● **WHAT YOU WILL DO**
Rewrite the entries between the lines holding "Whereabouts is the pot" and "top-left (0, 0), bottom-right (500, 280)", inclusive, swapping "drawing" for "illustration" and leaving everything else intact. Return only those lines.
[begin DATA SHOWN]
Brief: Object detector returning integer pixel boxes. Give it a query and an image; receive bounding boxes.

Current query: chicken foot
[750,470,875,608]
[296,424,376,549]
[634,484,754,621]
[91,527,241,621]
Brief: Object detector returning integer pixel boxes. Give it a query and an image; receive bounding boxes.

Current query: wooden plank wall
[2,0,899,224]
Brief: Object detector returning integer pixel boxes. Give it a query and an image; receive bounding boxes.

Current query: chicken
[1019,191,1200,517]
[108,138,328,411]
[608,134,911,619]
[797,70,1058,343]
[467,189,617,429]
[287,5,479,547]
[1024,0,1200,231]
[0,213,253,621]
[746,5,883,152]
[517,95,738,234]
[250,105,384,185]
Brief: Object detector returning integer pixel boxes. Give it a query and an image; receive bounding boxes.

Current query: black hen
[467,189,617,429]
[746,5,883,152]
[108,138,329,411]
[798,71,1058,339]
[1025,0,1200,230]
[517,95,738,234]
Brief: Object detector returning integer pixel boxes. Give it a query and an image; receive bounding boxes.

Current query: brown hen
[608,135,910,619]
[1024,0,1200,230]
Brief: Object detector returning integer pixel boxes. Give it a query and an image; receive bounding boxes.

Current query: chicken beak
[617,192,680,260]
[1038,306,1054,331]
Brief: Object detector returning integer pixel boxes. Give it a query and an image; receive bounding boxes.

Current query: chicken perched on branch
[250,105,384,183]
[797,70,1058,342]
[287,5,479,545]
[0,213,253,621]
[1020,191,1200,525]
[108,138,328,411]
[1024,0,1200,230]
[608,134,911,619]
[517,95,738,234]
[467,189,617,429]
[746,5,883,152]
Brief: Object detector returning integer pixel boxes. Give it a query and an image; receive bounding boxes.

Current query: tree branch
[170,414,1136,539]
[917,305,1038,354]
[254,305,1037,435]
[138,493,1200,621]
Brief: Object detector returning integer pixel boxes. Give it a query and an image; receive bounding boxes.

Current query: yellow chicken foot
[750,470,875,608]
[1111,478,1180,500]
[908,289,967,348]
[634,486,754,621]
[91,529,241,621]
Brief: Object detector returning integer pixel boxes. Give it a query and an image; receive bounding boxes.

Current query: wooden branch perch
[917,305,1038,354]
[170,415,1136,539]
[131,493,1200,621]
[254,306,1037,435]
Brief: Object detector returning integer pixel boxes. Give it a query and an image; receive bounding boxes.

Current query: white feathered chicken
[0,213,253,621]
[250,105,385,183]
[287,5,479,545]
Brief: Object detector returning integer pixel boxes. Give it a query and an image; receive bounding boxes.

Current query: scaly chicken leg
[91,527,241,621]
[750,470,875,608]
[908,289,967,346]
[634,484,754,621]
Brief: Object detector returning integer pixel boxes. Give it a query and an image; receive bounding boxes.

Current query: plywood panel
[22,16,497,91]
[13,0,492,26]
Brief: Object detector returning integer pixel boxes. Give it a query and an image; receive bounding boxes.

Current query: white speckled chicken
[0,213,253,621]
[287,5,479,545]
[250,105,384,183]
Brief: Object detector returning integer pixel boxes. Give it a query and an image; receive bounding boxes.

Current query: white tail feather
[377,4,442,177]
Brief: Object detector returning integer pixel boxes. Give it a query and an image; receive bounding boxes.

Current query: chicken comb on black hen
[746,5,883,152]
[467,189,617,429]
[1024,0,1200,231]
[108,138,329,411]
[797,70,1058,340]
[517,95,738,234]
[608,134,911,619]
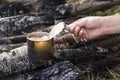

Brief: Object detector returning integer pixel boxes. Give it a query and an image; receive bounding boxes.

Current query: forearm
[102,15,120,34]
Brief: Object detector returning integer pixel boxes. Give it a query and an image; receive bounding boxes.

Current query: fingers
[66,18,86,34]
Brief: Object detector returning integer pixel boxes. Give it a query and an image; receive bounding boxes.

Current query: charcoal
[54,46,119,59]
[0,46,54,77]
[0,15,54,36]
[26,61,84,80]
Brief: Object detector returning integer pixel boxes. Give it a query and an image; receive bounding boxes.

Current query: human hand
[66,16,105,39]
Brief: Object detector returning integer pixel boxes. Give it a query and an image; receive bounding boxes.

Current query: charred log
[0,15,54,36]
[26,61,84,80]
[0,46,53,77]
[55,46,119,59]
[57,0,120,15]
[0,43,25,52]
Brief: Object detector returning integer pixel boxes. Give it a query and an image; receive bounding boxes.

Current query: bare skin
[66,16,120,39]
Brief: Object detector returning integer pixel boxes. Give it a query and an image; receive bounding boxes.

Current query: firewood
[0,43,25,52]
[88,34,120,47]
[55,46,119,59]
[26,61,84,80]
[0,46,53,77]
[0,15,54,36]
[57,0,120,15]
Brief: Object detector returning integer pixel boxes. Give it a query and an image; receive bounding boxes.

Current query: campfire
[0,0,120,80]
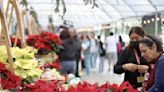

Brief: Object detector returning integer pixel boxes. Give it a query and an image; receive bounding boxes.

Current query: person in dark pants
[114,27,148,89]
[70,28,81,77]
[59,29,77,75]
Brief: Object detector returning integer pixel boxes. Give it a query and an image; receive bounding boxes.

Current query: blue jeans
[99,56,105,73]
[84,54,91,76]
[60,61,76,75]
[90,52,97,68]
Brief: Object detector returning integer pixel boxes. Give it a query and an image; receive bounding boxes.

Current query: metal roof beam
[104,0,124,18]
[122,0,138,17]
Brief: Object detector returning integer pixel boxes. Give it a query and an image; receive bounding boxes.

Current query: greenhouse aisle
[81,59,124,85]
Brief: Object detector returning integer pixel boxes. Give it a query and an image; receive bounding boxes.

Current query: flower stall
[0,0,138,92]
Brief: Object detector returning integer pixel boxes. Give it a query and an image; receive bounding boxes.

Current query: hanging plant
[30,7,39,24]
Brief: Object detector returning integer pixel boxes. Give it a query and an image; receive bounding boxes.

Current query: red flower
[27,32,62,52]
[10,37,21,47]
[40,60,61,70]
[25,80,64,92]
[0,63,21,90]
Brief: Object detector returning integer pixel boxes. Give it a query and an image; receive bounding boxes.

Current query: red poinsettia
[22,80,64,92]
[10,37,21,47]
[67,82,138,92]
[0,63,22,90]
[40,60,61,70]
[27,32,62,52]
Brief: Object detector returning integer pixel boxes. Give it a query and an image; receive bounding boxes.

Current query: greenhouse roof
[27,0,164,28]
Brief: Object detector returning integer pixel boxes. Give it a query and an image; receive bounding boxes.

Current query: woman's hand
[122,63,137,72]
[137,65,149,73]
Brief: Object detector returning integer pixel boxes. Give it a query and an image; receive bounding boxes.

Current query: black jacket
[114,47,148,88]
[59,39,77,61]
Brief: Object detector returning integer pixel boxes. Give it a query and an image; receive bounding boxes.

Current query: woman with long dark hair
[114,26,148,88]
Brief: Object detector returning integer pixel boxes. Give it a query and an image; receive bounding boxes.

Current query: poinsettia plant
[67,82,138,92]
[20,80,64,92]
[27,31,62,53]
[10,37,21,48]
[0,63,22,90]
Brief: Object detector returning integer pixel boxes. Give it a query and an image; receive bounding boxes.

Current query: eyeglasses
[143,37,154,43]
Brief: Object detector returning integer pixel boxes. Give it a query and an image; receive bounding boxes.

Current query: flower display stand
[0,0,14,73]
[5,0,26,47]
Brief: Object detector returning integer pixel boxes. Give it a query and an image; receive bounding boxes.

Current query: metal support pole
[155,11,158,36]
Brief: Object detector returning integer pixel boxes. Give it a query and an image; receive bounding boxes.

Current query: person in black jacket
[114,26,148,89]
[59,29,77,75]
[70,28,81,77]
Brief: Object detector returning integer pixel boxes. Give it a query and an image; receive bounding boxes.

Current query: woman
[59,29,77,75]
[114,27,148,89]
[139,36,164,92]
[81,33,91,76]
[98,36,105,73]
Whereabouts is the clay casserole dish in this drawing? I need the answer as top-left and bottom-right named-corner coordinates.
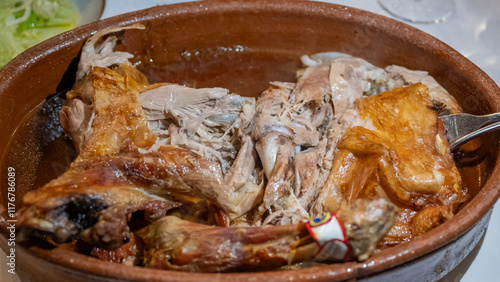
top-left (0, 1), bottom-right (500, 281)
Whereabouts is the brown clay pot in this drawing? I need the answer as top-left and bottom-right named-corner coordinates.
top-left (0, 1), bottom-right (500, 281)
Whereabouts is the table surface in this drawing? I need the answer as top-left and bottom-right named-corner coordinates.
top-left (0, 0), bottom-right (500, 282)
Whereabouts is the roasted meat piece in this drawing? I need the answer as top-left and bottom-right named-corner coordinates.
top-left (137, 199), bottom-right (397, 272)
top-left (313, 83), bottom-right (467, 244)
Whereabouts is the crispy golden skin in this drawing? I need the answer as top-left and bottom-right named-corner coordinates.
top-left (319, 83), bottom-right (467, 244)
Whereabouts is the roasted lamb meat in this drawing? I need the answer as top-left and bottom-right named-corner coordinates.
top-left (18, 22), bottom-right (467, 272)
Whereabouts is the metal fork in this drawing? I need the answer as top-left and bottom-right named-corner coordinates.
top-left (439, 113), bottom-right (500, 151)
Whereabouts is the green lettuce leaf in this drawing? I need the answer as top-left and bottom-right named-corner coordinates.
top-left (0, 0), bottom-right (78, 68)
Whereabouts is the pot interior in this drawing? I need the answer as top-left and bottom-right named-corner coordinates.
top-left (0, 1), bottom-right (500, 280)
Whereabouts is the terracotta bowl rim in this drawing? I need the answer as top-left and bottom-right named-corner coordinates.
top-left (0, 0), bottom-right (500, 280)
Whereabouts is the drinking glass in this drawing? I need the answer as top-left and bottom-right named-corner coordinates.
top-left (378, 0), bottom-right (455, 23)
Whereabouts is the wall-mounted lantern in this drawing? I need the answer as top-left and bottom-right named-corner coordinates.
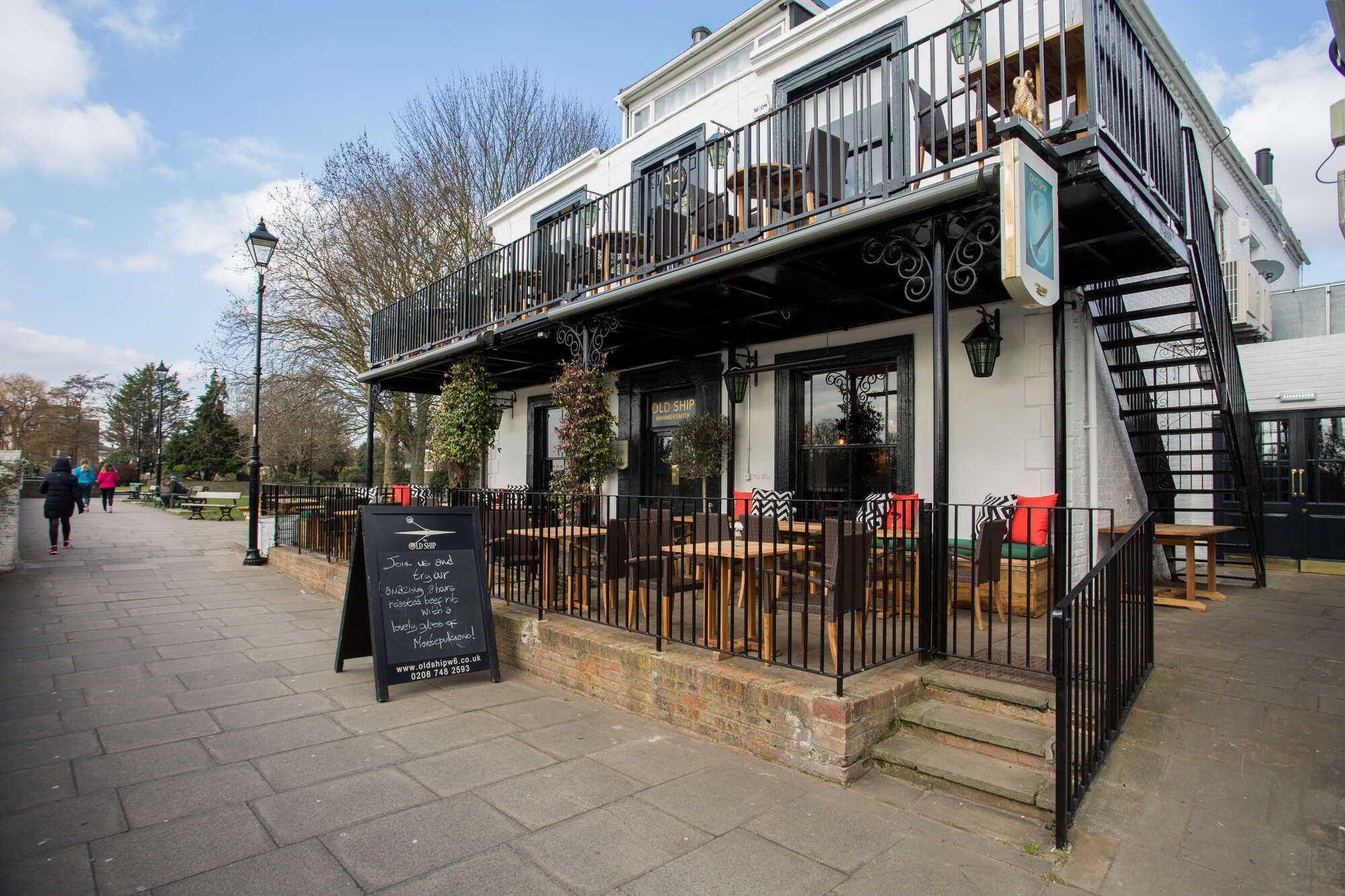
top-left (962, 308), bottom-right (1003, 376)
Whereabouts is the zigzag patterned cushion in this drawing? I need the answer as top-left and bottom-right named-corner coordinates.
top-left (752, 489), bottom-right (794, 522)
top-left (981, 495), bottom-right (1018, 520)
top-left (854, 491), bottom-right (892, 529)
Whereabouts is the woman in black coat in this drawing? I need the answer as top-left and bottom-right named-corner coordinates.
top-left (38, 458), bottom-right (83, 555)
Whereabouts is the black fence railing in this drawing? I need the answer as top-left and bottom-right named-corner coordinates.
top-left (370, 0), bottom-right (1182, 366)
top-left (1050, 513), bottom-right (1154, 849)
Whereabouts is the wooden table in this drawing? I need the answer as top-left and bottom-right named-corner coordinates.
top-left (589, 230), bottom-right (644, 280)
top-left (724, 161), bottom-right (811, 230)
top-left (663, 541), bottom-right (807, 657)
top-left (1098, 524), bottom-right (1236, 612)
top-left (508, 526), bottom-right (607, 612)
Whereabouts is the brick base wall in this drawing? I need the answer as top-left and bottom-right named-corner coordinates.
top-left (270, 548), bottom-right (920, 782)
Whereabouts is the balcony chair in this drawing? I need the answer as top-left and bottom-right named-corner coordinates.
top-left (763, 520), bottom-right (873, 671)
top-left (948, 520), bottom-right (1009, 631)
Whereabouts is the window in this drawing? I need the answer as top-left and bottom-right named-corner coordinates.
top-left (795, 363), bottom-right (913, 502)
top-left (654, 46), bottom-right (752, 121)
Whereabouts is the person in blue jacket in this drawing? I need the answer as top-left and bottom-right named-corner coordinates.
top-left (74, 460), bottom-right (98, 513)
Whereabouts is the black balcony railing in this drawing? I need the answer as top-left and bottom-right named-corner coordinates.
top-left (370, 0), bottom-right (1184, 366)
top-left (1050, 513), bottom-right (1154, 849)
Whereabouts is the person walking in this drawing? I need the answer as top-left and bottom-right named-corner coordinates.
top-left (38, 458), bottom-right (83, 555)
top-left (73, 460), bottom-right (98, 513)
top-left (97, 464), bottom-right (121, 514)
[end DATA SHOWN]
● **EXERCISE SOLUTION**
Whereabouts is the pot interior in this illustration? I need the answer as top-left and bottom-right named-corner coordinates.
top-left (0, 1), bottom-right (500, 280)
Whereabouts is the terracotta bowl rim in this illustration? I need the answer as top-left and bottom-right named-corner coordinates.
top-left (0, 0), bottom-right (500, 280)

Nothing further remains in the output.